#### Goal of the exercise
This task calls for copying each line below that contains "background".

#### Source material
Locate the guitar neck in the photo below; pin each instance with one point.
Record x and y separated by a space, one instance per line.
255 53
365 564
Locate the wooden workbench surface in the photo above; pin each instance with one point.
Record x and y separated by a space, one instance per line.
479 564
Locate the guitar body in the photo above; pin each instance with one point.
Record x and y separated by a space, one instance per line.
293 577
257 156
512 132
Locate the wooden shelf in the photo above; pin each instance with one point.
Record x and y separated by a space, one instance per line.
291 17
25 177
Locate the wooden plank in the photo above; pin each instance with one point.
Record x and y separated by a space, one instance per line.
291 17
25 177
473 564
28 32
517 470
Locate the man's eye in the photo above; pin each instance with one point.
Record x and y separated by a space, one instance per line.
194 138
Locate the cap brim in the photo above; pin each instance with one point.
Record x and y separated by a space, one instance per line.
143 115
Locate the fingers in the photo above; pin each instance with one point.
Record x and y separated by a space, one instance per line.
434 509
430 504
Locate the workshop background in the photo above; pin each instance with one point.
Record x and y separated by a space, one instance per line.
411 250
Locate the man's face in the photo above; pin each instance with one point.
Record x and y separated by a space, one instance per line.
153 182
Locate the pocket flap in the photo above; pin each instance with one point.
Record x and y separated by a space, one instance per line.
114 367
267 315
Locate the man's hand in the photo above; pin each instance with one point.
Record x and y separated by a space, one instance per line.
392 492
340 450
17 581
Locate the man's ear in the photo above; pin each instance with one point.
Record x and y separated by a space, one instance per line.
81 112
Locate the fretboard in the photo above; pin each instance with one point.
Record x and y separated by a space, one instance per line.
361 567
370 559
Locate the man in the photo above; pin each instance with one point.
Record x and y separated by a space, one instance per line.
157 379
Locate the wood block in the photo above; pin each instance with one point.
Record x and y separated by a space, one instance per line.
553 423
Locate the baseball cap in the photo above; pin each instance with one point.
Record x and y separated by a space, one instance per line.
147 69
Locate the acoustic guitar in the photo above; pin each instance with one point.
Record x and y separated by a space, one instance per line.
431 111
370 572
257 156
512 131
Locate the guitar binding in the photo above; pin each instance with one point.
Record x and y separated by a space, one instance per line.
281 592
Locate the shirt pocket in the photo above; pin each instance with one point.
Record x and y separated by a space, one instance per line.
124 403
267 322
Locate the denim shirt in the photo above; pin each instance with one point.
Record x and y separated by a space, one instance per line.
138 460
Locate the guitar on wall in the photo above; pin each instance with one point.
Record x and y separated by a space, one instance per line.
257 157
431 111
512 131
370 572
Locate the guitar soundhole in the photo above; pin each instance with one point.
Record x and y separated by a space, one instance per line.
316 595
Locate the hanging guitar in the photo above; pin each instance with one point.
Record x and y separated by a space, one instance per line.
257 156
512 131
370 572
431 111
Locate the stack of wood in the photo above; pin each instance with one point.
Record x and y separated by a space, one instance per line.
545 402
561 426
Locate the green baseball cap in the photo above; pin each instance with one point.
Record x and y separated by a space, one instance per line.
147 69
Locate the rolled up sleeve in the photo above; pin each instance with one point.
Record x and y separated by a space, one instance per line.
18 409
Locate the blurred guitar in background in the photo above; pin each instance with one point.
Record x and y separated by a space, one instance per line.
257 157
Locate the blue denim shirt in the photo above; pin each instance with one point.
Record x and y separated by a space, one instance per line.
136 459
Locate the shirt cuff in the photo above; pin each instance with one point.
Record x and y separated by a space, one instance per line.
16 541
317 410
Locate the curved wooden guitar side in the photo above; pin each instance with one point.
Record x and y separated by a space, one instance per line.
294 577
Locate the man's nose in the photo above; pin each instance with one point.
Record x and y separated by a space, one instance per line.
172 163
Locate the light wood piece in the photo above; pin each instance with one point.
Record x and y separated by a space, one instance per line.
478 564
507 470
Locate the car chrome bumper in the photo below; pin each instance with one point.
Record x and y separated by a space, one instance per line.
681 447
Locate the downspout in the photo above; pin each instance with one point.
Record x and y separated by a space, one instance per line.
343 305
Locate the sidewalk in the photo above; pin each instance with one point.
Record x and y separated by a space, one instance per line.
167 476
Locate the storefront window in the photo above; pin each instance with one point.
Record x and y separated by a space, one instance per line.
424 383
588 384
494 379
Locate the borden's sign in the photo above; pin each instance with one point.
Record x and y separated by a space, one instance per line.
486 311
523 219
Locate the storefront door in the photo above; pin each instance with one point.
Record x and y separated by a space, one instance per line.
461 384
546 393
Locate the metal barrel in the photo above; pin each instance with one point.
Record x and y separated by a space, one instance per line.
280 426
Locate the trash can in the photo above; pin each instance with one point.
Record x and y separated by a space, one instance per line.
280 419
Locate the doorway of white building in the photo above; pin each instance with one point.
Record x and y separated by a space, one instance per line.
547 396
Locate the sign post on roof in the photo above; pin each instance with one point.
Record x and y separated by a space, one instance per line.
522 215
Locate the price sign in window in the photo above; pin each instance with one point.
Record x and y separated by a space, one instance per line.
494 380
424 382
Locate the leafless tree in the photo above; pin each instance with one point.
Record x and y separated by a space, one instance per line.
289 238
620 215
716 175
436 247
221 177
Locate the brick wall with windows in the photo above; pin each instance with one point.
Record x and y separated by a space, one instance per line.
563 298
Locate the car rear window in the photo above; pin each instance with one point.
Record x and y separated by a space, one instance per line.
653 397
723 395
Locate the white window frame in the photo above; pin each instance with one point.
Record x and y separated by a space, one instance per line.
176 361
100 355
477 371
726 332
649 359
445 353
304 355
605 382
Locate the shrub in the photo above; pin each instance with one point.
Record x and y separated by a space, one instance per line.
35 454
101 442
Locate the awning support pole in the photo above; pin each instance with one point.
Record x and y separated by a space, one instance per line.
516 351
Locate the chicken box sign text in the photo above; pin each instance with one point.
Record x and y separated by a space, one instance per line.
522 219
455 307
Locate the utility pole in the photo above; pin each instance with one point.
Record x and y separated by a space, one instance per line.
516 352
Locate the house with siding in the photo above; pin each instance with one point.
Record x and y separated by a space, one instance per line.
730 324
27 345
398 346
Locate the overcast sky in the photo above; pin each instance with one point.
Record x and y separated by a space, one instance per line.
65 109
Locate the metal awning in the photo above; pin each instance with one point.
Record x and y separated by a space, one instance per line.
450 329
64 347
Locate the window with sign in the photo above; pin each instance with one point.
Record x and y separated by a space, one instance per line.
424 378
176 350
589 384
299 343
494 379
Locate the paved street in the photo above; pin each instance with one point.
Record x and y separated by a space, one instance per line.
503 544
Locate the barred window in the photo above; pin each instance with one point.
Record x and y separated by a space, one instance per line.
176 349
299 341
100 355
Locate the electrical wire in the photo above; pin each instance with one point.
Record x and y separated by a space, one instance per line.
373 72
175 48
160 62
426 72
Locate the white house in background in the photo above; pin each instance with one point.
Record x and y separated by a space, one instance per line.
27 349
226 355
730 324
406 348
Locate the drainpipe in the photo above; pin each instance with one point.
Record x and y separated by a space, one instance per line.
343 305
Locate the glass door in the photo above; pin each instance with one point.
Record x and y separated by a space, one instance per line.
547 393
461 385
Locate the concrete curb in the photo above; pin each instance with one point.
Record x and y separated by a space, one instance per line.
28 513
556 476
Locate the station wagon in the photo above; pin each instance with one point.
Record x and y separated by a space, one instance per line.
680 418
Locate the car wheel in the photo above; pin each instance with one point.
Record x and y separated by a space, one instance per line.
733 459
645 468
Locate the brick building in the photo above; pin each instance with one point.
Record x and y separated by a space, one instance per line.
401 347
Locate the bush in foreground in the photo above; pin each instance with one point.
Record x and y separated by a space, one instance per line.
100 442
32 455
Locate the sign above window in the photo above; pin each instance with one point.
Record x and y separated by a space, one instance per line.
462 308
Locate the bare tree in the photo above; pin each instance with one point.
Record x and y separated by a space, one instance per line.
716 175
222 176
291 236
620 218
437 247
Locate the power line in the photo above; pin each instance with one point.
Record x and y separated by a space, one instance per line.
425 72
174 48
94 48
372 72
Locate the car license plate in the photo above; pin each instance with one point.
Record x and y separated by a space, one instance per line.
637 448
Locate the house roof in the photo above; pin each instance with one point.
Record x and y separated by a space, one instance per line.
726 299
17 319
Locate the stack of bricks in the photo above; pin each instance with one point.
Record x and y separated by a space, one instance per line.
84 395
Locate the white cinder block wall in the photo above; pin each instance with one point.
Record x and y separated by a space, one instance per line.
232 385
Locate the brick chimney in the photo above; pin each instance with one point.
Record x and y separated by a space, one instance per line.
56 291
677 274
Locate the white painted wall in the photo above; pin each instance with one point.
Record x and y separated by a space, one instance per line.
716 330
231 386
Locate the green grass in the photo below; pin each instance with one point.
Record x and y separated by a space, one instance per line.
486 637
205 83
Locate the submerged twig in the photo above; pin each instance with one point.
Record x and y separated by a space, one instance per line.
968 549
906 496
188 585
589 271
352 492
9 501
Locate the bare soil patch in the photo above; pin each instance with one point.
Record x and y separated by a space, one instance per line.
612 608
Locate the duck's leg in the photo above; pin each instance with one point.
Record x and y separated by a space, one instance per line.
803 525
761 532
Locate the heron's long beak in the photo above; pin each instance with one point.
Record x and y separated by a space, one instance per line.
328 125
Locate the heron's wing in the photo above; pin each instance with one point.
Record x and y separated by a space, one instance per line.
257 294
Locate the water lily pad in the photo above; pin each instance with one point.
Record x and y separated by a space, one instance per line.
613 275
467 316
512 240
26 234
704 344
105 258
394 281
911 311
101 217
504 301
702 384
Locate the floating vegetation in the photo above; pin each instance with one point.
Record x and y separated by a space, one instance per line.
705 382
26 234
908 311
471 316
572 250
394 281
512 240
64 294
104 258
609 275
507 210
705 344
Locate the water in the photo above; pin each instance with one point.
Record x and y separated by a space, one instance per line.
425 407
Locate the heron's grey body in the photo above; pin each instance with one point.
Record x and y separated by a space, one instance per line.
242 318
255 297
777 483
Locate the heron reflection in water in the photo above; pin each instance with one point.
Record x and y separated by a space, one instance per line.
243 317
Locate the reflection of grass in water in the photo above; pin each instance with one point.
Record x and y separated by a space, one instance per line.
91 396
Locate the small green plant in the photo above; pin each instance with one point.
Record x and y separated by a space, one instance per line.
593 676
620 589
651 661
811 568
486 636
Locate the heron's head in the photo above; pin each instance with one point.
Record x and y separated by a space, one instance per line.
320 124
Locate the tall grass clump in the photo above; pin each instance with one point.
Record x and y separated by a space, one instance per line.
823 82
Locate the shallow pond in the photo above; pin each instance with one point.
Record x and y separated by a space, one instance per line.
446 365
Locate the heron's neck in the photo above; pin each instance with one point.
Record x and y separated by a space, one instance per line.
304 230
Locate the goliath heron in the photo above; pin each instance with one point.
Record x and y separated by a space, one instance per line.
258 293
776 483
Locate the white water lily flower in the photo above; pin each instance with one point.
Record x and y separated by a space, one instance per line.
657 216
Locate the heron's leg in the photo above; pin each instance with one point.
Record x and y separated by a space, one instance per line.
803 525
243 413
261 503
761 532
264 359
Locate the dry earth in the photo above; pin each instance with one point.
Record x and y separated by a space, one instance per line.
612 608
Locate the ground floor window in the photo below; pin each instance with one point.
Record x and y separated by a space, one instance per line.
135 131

#### Task response
Locate the workshop background in the photo above; pin each instance with one point.
Locate the blurred guitar in background in the photo above; pin each instance with one point.
Locate the white house in background in the photo above; pin each instance with one point.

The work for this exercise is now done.